* _TEXT FOR ANALYSIS_:
◇ ◇ ◇ ◇ ◇ ◇ ◇
What do the president of the United States and a Fortune 1000 CIO have in common? For starters, both are responsible for mitigating immense security threats, maintaining budgets and justifying expenditures to governing committees for approval. They are also accountable for the failure or success of security in their respective domains.

Both the president, when supporting a multi-billion dollar Strategic Defense Initiative and the CIO when presenting a Strategic Security Initiative, are accountable for the underlying investment strategy.

The stakes are high. There are numerous sources and statistics for you to reference when articulating the scope of security threats. For example, according to security research firm mi2g, the combined worldwide economic damage from the Bagle, Netsky and MyDoom viruses has already reached $100 billion. Trusecure/ICSA Labs placed remediation costs for Blaster at $475,000 per company, with larger companies reporting losses of up to $4,228,000. The Nachi, Fizzer, Mumu, and Bugbear attacks all took their toll, as well - in the end, Computer Economics tallied the total cost of 2003's hit parade of viruses and worms at more than $13 billion.

CFO's make decisions within the context of a financial framework. More CFO's are now requiring CIO's to work within their framework and translate security issues into a business context. During the security investment process CFO's must know what the business risks are, how they will be mitigated, what the required investment is, and what's the expected benefit to revenue retention or growth? In other words, what is the business justification?

An effective security investment strategy will bridge the chasm between the technical and financial disciplines and present an investment strategy based on a financial framework and supported by technical initiatives.

The five step process to create a security investment strategy.
◇ ◇ ◇ ◇ ◇ ◇ ◇
* _WORK REQUEST A_: List every organization that the passage on security investment strategy cites as a source of figures on the cost of security threats.
* _WORK REQUEST B_: In the passage on security investment strategy, condense the paragraph beginning "CFO's make decisions" into a short bulleted list that keeps its main facts.
* _WORK REQUEST C_: According to the passage on security investment strategy, what remediation cost per company did Trusecure/ICSA Labs place on Blaster?

* _RECORD EXTRACTS_:
◇ ◇ ◇ ◇ ◇ ◇ ◇
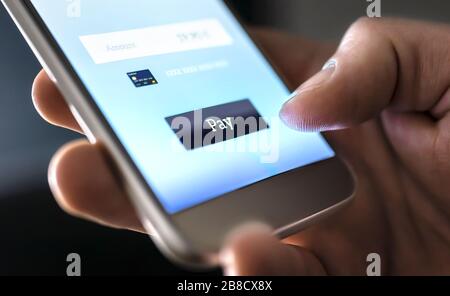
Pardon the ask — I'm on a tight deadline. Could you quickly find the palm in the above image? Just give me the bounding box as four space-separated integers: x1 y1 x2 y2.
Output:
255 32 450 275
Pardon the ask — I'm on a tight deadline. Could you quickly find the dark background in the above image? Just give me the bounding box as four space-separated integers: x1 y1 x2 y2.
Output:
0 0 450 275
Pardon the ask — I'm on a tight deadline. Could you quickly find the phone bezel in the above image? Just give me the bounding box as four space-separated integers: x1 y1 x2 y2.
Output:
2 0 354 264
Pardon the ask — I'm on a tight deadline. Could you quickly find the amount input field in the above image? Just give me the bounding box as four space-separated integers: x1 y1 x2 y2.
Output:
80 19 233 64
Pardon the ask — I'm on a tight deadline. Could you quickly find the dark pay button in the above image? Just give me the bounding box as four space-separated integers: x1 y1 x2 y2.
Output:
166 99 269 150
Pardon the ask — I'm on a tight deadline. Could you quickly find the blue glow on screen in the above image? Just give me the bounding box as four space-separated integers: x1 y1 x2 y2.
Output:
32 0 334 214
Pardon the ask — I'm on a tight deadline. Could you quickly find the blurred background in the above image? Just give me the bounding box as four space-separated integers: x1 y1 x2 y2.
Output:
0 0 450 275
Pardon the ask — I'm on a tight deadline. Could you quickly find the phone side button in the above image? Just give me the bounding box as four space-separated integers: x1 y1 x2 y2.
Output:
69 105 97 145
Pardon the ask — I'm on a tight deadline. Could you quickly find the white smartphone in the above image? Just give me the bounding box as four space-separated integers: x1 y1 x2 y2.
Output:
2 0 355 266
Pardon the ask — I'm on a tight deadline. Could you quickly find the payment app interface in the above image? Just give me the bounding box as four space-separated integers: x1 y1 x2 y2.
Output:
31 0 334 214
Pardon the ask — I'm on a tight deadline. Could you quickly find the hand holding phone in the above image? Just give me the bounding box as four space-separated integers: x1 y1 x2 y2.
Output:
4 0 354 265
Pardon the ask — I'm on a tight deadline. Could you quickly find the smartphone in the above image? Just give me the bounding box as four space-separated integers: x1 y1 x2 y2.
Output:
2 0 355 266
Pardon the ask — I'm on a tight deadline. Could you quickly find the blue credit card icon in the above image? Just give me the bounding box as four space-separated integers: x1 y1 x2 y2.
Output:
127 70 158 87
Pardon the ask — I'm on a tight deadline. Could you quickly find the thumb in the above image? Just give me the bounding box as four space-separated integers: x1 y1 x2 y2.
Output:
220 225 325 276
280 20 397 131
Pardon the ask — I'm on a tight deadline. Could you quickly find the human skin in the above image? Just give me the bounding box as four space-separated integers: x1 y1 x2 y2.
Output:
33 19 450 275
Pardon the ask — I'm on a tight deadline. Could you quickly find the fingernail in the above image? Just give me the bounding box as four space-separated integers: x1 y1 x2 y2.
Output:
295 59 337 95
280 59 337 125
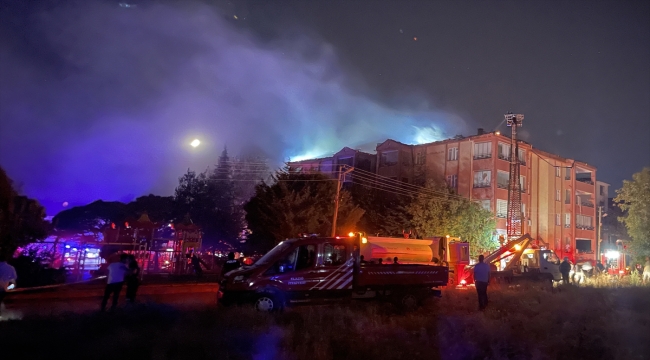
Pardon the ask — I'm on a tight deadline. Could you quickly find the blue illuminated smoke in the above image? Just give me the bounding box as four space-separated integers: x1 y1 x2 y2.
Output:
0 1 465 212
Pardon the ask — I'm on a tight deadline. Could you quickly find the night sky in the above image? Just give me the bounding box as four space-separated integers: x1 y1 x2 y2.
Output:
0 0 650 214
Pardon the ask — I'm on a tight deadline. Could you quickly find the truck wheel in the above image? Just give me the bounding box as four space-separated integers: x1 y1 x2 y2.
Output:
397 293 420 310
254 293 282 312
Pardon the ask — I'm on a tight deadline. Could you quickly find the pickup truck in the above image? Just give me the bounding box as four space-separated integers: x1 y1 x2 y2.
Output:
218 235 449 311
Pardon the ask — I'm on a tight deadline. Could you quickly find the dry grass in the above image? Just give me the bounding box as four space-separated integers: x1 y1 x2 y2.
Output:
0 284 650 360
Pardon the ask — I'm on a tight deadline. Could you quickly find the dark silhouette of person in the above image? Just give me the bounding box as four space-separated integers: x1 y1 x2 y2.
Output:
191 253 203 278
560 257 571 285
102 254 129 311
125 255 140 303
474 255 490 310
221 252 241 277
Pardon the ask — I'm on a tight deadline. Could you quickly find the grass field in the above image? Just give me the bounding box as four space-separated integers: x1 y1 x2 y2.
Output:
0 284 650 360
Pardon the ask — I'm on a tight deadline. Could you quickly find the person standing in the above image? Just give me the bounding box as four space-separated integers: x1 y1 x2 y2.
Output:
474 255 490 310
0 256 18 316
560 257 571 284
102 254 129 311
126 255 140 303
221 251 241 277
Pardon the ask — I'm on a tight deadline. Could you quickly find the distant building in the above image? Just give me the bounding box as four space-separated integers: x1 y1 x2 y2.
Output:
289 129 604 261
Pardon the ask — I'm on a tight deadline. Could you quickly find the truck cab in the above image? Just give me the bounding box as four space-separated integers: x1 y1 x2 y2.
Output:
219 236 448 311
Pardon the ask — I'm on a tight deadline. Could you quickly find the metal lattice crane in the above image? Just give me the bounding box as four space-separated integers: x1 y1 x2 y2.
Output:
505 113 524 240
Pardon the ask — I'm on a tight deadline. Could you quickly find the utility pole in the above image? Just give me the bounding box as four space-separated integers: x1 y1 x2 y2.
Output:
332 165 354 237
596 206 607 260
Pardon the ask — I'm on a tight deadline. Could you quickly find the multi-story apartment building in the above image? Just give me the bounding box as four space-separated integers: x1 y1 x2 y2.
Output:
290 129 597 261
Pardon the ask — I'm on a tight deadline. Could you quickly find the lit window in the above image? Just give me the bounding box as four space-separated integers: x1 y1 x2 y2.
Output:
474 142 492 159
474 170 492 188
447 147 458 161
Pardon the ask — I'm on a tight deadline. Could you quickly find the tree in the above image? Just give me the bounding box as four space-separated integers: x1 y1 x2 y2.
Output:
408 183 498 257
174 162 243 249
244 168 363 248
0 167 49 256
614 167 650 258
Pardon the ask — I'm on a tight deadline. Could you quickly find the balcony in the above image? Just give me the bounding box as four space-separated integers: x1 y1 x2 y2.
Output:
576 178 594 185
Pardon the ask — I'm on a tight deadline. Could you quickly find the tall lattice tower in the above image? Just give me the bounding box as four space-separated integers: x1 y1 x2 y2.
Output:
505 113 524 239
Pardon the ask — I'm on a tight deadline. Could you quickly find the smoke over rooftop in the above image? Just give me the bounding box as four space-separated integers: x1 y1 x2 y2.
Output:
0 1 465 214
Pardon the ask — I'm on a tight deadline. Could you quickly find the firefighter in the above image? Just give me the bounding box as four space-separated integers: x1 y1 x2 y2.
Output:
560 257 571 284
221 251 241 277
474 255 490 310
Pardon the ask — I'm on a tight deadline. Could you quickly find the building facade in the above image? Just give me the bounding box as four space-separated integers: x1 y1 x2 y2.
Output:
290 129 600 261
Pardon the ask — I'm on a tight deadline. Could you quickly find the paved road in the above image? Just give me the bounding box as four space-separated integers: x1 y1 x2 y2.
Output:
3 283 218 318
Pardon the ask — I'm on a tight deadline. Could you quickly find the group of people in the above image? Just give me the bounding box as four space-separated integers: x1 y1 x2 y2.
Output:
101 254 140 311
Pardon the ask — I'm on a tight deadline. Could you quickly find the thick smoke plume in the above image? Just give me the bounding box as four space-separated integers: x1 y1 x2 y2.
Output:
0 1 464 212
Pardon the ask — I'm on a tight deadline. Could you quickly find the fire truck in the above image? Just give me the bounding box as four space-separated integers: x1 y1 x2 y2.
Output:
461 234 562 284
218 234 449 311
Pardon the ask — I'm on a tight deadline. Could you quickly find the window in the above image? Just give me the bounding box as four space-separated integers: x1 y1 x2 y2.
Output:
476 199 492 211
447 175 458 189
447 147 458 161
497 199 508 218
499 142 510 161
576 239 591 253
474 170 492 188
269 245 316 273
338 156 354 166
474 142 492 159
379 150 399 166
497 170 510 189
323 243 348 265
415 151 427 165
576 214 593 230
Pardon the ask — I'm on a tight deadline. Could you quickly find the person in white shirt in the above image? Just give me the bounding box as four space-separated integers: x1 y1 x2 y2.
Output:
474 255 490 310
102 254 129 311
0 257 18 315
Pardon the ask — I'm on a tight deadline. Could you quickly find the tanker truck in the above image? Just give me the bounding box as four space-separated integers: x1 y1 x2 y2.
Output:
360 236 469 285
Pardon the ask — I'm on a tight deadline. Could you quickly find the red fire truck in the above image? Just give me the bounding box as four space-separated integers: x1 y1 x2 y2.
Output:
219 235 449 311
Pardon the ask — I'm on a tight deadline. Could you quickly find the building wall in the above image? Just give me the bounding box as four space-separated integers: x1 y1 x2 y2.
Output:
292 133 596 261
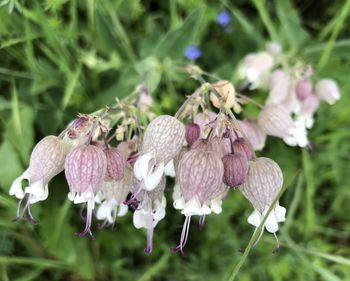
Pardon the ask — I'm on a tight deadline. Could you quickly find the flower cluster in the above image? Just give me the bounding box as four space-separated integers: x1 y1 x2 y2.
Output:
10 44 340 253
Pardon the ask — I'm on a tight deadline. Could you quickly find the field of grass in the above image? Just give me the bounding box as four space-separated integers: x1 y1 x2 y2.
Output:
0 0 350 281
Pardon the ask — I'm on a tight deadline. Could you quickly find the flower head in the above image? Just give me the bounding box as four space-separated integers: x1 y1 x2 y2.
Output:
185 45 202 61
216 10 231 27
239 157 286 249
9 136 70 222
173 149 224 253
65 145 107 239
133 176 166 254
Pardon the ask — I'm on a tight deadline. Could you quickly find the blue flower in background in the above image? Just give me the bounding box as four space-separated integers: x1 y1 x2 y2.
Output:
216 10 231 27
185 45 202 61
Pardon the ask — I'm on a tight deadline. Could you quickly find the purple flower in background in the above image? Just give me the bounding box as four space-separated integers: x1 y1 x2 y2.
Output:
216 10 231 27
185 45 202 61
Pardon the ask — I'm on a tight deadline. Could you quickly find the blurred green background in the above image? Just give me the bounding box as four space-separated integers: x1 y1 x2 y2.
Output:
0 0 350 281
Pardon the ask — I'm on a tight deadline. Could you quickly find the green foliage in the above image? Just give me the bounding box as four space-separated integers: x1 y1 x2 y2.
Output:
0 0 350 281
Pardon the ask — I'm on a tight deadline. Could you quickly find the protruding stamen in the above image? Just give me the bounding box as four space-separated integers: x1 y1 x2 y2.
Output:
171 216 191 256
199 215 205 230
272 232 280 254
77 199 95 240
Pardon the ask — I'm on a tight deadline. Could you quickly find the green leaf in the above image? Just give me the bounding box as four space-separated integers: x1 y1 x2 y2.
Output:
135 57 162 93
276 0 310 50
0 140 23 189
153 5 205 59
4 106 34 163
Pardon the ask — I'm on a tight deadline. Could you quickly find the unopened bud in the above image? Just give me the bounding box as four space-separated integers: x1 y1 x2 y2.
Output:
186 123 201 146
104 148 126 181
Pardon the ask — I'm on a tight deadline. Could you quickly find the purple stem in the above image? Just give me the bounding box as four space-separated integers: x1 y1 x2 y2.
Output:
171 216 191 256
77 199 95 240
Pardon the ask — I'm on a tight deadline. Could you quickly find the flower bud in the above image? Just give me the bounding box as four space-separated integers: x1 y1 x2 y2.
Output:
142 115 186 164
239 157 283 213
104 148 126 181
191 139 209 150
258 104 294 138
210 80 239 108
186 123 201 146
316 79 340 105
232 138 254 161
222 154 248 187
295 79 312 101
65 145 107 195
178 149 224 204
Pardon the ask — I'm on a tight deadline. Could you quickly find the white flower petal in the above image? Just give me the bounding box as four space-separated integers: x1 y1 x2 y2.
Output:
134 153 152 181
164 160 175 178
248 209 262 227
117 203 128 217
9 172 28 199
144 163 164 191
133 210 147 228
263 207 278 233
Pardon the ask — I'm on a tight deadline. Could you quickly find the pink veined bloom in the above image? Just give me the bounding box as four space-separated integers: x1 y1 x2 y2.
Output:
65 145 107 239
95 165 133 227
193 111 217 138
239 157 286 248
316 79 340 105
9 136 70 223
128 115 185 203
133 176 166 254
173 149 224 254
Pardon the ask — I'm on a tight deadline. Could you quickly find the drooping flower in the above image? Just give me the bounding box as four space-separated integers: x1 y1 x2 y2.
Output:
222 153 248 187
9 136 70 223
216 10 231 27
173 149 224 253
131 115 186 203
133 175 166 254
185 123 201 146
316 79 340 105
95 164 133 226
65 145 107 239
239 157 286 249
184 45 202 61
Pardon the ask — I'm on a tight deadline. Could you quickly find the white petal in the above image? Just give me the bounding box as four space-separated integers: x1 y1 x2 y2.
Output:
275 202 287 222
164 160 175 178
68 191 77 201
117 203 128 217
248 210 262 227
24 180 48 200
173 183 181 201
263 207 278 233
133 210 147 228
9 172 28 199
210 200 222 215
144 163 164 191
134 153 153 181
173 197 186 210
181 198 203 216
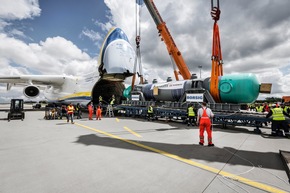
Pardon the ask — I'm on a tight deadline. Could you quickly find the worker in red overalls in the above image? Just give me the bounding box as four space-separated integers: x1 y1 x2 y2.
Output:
◇ ◇ ◇ ◇ ◇ ◇ ◇
* _EXPECTED OUTPUT A_:
- mi2g
- Trusecure/ICSA Labs
- Computer Economics

* _EXPECTED OUTPUT B_:
- CFOs make decisions within a financial framework.
- More CFOs now require CIOs to work within that framework and put security issues in business terms.
- In the security investment process, CFOs must know:
  - the business risks
  - how those risks will be mitigated
  - the required investment
  - the expected benefit to revenue retention or growth
- Together, these make up the business justification.

* _EXPECTED OUTPUT C_: $475,000 per company.